* Consigne: Dans l'extrait de page, remplacez « diable » par « démon », puis recopiez le passage qui commence à « c'est à moi » et se termine à « donné à boire. ».

* Extrait de page:

* * *

Vos lieux de culte Église 29

Lorsque le Fils de l'homme viendra dans sa gloire, avec tous les anges,

il s'assiéra sur son trône de gloire.

Toutes les nations seront assemblées devant lui.

Il séparera les uns d'avec les autres,

comme le berger sépare les brebis d'avec les boucs,

et il mettra les brebis à sa droite, et les boucs à sa gauche.

Alors le roi dira à ceux qui seront à sa droite :

"Venez, vous qui êtes bénis de mon Père ;

recevez en héritage le royaume qui vous a été préparé dès la fondation du monde.

Car j'ai eu faim et vous m'avez donné à manger ;

j'ai eu soif et vous m'avez donné à boire ;

j'étais étranger et vous m'avez recueilli ;

nu et vous m'avez vêtu,

j'étais malade et vous m'avez visité,

j'étais en prison et vous êtes venus vers moi."

Alors les justes lui répondront :

"Seigneur, quand t'avons-nous vu avoir faim, et t'avons-nous donné à manger ;

ou avoir soif, et t'avons-nous donné à boire ?

Quand t'avons-nous vu étranger, et t'avons-nous recueilli ;

ou nu, et t'avons-nous vêtu ?

Quand t'avons-nous vu malade, ou en prison, et sommes-nous allés vers toi ?"

Et le roi leur répondra :

"En vérité, je vous le dis,

dans la mesure où vous avez fait cela à l'un de ces plus petits de mes frères,

c'est à moi que vous l'avez fait."

Ensuite il dira à ceux qui seront à sa gauche :

"Retirez-vous de moi, maudits,

allez dans le feu éternel préparé pour le diable et pour ses anges.

Car j'ai eu faim, et vous ne m'avez pas donné à manger ;

j'ai eu soif, et vous ne m'avez pas donné à boire.

J'étais étranger, et vous ne m'avez pas recueilli ;

nu, et vous ne m'avez pas vêtu ;

malade et en prison, et vous ne m'avez pas visité."

* * *

* Extraits de données:
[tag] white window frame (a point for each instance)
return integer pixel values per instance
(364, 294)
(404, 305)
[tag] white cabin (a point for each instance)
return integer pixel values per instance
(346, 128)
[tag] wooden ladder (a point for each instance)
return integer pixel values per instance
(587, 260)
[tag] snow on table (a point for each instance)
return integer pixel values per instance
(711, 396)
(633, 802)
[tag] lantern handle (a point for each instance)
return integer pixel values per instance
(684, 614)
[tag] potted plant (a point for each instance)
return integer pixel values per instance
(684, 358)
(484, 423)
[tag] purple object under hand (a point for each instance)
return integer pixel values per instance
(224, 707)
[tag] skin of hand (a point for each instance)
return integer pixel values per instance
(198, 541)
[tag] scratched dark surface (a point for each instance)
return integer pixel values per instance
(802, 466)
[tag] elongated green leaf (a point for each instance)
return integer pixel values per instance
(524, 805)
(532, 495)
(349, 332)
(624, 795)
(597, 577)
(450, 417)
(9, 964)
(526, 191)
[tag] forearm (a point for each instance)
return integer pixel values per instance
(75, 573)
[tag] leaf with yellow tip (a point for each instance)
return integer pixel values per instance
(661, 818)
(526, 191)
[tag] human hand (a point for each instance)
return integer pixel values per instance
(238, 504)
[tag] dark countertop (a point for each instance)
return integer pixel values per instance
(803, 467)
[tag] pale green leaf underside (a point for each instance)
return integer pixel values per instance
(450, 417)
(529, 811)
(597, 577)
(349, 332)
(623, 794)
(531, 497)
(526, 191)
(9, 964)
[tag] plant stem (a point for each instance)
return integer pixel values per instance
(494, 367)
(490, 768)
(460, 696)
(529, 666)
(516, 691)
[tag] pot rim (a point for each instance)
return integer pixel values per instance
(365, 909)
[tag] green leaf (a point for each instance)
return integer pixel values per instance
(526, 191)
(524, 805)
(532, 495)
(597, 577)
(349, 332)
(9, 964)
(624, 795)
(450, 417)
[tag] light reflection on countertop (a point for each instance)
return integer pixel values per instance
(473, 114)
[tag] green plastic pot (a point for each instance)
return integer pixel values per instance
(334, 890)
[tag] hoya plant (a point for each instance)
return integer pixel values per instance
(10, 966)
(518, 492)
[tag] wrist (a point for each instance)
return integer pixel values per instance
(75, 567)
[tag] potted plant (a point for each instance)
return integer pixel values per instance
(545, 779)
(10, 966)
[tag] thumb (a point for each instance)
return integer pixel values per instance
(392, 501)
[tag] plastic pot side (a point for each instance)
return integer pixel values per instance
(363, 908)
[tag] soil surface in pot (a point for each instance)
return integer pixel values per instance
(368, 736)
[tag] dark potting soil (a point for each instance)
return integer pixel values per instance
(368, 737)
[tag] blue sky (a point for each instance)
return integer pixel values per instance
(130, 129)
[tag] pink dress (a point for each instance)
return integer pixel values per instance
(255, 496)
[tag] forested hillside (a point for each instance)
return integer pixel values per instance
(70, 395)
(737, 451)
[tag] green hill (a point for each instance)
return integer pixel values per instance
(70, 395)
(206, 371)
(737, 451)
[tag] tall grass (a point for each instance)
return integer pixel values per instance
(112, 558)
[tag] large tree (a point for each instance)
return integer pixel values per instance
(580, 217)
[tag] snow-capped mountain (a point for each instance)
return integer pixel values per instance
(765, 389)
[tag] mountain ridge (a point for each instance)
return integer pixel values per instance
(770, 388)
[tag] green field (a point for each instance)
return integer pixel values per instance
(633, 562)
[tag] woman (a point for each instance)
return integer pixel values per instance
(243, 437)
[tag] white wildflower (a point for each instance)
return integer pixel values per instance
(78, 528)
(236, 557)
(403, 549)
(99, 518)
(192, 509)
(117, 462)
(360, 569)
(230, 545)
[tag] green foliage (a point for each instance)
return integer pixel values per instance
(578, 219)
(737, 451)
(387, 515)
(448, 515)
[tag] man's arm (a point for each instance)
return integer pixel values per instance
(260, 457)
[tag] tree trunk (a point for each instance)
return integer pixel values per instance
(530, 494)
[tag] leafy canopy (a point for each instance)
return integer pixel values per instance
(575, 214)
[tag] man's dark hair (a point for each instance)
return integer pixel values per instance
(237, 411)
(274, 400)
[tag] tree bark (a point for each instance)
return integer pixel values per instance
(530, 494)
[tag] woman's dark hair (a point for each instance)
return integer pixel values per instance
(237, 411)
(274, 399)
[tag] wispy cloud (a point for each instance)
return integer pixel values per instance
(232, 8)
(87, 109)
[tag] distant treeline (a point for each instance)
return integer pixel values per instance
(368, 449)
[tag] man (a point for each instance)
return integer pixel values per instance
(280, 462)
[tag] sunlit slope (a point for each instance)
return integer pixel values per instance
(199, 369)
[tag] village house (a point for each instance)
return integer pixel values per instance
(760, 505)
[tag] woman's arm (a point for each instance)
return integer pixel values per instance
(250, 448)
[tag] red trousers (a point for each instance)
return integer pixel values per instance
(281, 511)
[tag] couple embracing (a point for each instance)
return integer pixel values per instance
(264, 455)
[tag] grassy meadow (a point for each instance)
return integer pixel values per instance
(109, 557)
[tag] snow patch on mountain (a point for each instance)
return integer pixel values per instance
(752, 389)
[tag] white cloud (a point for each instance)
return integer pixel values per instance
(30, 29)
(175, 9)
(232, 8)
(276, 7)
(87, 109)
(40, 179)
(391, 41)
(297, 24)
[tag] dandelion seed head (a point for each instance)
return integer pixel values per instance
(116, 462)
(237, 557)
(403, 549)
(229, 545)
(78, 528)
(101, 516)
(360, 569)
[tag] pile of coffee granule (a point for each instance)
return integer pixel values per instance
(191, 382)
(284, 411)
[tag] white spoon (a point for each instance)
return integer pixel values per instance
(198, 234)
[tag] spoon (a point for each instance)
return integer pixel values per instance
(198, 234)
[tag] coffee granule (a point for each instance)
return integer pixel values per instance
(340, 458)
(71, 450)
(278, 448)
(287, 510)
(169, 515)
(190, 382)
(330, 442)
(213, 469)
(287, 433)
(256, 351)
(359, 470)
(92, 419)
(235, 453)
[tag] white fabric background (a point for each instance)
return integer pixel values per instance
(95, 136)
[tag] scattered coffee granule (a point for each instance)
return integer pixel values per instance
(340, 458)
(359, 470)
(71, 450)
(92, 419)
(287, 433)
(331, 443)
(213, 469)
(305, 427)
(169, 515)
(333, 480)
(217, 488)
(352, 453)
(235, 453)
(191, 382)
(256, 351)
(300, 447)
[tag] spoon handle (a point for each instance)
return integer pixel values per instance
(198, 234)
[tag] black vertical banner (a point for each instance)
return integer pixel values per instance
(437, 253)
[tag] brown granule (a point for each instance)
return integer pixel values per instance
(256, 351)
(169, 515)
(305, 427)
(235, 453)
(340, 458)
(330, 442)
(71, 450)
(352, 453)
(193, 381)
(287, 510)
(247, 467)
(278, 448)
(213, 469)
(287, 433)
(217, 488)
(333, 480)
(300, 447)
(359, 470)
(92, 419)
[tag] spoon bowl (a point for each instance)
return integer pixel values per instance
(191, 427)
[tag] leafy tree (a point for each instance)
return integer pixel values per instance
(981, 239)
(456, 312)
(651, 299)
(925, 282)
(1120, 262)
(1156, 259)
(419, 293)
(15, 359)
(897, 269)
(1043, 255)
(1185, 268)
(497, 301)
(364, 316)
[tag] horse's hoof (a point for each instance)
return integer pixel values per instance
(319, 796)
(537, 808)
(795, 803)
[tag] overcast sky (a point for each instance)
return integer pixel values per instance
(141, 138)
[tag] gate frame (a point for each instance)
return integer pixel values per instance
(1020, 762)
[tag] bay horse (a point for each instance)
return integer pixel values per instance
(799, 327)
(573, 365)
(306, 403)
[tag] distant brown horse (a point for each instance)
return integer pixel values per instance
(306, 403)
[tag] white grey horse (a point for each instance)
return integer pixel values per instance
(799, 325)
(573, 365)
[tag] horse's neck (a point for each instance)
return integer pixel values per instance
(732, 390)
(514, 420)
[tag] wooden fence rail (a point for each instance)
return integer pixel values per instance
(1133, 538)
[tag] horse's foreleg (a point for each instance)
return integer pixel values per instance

* * *

* Corrigé:
c'est à moi que vous l'avez fait."

Ensuite il dira à ceux qui seront à sa gauche :

"Retirez-vous de moi, maudits,

allez dans le feu éternel préparé pour le démon et pour ses anges.

Car j'ai eu faim, et vous ne m'avez pas donné à manger ;

j'ai eu soif, et vous ne m'avez pas donné à boire.